Te lezen fragment:

-*-*-

Constantijn Huygens - Constantijn Huygens werd geboren op 4 september 1596 te 's-Gravenhage, als tweede zoon van Christiaan Huygens (sr.) – secretaris van de Raad van State - en Suzanna Hoefnagel. De naam Constantijn verwijst naar de constantia, de standvastigheid van de stad Breda in de vrijheidsstrijd (Constantijns meter was burgemeesteres van Breda).

Constantijn kreeg een gedegen opvoeding en ontpopte zich al vroeg als een begaafd kind. Zijn vader had zo zijn eigen opvattingen over educatiemethoden, en hield zijn kinderen thuis om ze daar deels door hemzelf, deels door zorgvuldig geïnstrueerde gouverneurs, te laten onderwijzen. Vanaf Constantijns 5de jaar kregen hij en zijn broer Maurits muziekonderricht. Ze begonnen met zanglessen, en leerden noten lezen met behulp van goudkleurige knopen op hun jasjes. Opvallend is, dat Christiaan sr. de jongens het 'moderne' systeem van 7 notennamen bijbracht, in plaats van de traditionele, maar veel ingewikkeldere hexachorden . Twee jaar later begonnen de eerste lessen op de viola da gamba. Daarna volgden de luit en het klavecimbel. Met name voor het luitspel legde Constantijn een uitzonderlijk talent voor de dag. Reeds op zijn elfde werd hem gevraagd voor een stel Deense gezanten te spelen, en later, op een van zijn diplomatieke reizen, speelde hij lange tijd voor Jacobus I van Engeland , hoewel deze bepaald geen muziekliefhebber was.

-*-*-

Inhoud dataset:
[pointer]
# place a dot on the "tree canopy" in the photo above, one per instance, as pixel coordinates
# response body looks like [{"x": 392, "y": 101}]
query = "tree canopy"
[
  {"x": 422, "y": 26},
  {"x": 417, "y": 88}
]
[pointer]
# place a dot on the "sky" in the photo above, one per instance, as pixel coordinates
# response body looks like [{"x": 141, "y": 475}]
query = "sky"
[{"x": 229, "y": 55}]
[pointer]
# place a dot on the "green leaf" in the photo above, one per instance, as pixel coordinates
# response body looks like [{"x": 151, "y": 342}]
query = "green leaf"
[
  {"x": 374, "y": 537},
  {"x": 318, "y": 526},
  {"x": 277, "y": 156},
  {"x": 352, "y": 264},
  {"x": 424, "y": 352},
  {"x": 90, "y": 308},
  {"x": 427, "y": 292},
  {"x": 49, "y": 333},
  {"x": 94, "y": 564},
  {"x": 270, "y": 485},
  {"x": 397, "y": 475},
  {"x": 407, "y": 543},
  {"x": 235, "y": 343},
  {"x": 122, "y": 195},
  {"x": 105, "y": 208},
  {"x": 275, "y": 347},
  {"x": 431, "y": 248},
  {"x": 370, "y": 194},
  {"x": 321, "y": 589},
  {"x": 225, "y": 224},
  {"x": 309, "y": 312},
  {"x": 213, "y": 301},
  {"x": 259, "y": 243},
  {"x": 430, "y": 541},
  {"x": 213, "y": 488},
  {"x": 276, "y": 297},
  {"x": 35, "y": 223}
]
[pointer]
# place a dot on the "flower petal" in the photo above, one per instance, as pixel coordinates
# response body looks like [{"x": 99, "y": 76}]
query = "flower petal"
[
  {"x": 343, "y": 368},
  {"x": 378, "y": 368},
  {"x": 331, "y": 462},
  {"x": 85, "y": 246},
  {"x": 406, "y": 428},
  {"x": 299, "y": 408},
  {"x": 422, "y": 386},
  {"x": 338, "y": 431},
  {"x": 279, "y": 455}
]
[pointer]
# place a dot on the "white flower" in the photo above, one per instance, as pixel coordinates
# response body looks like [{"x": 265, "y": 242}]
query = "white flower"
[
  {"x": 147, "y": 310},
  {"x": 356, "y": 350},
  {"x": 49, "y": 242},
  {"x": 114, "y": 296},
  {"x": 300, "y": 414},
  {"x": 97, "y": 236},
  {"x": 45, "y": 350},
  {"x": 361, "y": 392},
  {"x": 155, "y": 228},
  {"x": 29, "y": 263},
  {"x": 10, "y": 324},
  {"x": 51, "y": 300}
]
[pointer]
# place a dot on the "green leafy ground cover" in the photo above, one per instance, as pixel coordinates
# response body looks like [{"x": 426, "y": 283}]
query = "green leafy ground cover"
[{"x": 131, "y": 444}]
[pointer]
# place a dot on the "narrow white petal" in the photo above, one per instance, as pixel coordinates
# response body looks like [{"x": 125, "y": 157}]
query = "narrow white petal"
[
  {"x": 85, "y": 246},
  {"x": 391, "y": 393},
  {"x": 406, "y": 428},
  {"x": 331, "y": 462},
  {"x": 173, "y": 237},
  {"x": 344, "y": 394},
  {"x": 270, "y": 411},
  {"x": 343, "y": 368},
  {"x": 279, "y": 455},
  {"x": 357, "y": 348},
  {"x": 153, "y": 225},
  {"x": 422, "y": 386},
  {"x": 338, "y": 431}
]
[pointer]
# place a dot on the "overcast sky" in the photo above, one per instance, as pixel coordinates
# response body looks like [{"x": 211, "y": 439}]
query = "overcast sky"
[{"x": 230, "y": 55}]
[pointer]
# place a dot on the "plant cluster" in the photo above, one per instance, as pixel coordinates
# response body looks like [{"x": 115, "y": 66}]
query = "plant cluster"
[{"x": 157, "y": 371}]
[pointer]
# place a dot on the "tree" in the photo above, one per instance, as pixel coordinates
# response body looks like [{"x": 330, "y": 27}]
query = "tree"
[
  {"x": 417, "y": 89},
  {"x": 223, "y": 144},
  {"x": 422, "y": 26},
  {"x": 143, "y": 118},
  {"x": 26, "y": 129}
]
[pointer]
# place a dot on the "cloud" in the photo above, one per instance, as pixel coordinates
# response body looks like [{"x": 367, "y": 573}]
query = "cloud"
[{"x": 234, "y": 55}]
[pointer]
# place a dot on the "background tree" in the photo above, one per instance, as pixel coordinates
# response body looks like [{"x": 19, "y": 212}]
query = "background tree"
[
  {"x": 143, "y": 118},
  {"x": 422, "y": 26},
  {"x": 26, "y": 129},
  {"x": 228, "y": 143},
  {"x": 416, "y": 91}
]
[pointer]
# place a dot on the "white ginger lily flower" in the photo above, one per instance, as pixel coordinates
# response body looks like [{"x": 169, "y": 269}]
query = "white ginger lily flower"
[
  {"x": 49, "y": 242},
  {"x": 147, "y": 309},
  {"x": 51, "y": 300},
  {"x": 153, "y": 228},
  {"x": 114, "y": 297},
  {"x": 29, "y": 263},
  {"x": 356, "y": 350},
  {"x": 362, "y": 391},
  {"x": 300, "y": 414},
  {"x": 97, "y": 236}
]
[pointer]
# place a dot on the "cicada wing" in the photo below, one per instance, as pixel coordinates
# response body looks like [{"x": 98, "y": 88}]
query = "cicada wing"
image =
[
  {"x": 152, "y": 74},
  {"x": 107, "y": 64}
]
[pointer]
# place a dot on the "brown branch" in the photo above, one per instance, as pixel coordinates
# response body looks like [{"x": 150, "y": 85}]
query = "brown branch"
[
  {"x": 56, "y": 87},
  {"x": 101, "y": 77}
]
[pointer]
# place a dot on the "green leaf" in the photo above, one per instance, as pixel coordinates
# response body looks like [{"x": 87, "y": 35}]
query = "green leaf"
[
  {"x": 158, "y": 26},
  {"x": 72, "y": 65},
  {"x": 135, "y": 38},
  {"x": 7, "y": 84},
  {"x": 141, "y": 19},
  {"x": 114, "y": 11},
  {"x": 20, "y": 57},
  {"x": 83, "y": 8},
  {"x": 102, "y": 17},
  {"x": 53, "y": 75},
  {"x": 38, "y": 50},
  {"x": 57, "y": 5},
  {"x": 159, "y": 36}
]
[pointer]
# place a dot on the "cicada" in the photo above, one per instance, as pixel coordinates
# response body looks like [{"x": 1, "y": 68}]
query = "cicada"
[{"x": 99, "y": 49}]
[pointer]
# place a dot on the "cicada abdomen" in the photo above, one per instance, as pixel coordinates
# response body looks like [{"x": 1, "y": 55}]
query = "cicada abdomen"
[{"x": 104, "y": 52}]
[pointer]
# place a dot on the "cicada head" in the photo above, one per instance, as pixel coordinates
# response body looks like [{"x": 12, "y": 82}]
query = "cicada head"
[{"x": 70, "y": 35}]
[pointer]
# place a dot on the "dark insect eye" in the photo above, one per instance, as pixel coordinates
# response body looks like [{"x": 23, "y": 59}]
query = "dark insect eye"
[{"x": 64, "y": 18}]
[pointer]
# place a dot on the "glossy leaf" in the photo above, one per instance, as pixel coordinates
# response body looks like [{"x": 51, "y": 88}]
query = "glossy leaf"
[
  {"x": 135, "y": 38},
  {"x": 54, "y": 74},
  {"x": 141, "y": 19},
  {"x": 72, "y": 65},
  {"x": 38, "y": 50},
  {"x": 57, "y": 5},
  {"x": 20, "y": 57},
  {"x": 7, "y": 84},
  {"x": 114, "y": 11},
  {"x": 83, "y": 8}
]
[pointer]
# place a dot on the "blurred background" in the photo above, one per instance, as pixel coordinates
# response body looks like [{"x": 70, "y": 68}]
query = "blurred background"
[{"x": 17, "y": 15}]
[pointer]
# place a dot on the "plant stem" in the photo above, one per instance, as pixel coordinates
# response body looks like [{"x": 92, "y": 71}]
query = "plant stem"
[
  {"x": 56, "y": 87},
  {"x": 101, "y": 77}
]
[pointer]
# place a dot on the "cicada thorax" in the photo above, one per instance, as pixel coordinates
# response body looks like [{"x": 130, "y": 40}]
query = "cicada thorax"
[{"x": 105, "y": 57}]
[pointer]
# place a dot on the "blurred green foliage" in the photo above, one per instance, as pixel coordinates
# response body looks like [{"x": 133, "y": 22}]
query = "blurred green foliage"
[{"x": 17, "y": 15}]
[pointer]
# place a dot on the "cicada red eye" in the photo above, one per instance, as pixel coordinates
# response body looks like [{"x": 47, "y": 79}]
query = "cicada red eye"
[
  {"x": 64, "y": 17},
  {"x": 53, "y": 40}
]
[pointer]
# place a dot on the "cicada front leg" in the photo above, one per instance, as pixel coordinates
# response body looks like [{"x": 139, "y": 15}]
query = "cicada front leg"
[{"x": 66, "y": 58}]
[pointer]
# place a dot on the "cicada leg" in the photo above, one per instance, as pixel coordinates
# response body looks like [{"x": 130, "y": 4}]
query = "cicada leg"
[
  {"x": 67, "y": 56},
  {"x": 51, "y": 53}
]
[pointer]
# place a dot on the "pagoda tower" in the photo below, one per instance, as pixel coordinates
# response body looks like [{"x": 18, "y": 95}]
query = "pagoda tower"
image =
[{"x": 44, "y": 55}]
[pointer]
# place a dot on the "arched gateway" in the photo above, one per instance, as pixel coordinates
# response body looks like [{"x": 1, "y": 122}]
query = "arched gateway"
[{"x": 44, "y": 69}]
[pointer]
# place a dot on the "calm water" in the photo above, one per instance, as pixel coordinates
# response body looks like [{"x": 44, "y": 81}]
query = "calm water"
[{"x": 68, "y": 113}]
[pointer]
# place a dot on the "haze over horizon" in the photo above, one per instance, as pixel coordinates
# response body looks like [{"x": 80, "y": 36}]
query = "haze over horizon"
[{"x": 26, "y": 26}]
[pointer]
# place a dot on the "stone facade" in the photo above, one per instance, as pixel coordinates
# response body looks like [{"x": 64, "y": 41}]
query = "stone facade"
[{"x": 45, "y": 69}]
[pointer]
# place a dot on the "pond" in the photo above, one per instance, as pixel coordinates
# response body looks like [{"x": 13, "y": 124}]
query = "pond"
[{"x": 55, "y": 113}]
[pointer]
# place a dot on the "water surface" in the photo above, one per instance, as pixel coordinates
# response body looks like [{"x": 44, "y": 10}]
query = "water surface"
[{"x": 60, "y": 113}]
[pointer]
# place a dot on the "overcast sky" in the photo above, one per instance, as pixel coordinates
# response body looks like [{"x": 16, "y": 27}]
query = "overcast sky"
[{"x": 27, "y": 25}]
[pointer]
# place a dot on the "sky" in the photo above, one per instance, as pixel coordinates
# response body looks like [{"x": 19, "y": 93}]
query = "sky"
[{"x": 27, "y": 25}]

-*-*-

Details opgave:
Haal uit het fragment over Constantijn Huygens letterlijk alles over van "Constantijn Huygens - Constantijn" tot en met "burgemeesteres van Breda).".

Uitwerking opgave:
Constantijn Huygens - Constantijn Huygens werd geboren op 4 september 1596 te 's-Gravenhage, als tweede zoon van Christiaan Huygens (sr.) – secretaris van de Raad van State - en Suzanna Hoefnagel. De naam Constantijn verwijst naar de constantia, de standvastigheid van de stad Breda in de vrijheidsstrijd (Constantijns meter was burgemeesteres van Breda).